### Extrait du texte

Alors que France 3 Picardie est en grève depuis le 8 novembre, provoquant l’interruption des programmes, la direction générale de France 3 nous apporte quelques précisions face aux difficultés rencontrées. La direction parisienne esquisse des pistes de sortie de crise, notamment pour améliorer les conditions de travail. Des conditions dégradées d’après les salariés, suite à la nouvelle édition du journal télévisé.

Depuis la semaine dernière les salariés de France 3 Picardie sont en grève contre la nouvelle édition du JT instaurée à la rentrée. Cinq jours sans JT, ni le midi, ni le soir. Sur le plan national, d’après la SNJ-CGT « 240 JT ont été annulés, soit 87% des éditions. »

« La mise en place de la nouvelle édition, Ici, a dans certaines régions été plus compliquée que dans d’autres. Malgré l’annonce de 60 postes supplémentaires sur l’ensemble du réseau, il y a toujours un lapse de temps assez important entre l’annonce et les recrutements effectifs notamment pour trouver les financements » nous rappelle la direction nationale de France 3.

Le réseau France 3 doit faire face à une particularité qui accentuerait cette pénurie de main d’œuvre. Les scriptes de France 3 -majoritairement des femmes-  sont chargées de la cohérence et de la continuité d’un programme. Elles n’ont néanmoins pas la même formation que les scriptes de France 2 où l’organisation diffère. Des logiciels et des pratiques propres à France 3 qui rendent parfois difficiles les recrutements. « On a même été obligé de rappeler des retraitées » nous glisse la direction. Une situation que les salariés connaissent bien : « voilà des années qu’on alerte sur la pénurie, la direction avait même arrêté de former de nouvelles scriptes » précise t-on du côté des syndicats. « Aujourd’hui la direction se rend compte que sans scripte, pas de JT. »

######
### Fiches de données

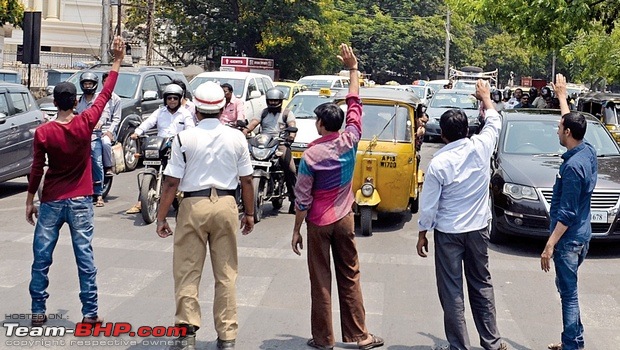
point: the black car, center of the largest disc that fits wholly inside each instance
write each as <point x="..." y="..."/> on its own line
<point x="19" y="117"/>
<point x="524" y="168"/>
<point x="140" y="90"/>
<point x="446" y="99"/>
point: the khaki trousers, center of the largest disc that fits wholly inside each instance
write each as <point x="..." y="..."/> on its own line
<point x="203" y="221"/>
<point x="340" y="237"/>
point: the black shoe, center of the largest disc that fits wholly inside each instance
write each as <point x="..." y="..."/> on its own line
<point x="291" y="208"/>
<point x="225" y="344"/>
<point x="38" y="320"/>
<point x="187" y="342"/>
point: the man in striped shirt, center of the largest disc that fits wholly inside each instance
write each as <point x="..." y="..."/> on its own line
<point x="324" y="200"/>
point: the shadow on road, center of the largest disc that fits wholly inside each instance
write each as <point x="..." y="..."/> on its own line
<point x="532" y="247"/>
<point x="11" y="188"/>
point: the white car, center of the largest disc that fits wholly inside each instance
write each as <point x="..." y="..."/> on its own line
<point x="250" y="87"/>
<point x="317" y="82"/>
<point x="302" y="105"/>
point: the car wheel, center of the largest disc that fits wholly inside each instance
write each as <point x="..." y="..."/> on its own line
<point x="495" y="236"/>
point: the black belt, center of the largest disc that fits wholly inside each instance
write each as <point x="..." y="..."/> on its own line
<point x="207" y="193"/>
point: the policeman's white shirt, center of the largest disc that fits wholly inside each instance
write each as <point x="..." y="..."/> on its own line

######

▶ _Tâche demandée 1_
Reprenez mot pour mot, dans le texte sur la grève à France 3 Picardie, tout ce qui va de « Alors que France » jusqu'à « du journal télévisé. ».
▶ _Tâche demandée 2_
Répondez brièvement aux questions suivantes à partir du texte sur la grève à France 3 Picardie.
(a) Depuis quelle date France 3 Picardie est-elle en grève ?
(b) Combien de postes supplémentaires ont été annoncés sur l'ensemble du réseau ?
(c) Selon la direction, qui a-t-on même été obligé de rappeler ?

▶ _Réponse rédigée 1_
Alors que France 3 Picardie est en grève depuis le 8 novembre, provoquant l’interruption des programmes, la direction générale de France 3 nous apporte quelques précisions face aux difficultés rencontrées. La direction parisienne esquisse des pistes de sortie de crise, notamment pour améliorer les conditions de travail. Des conditions dégradées d’après les salariés, suite à la nouvelle édition du journal télévisé.

▶ _Réponse rédigée 2_
(a) Depuis le 8 novembre.
(b) 60 postes.
(c) Des retraitées.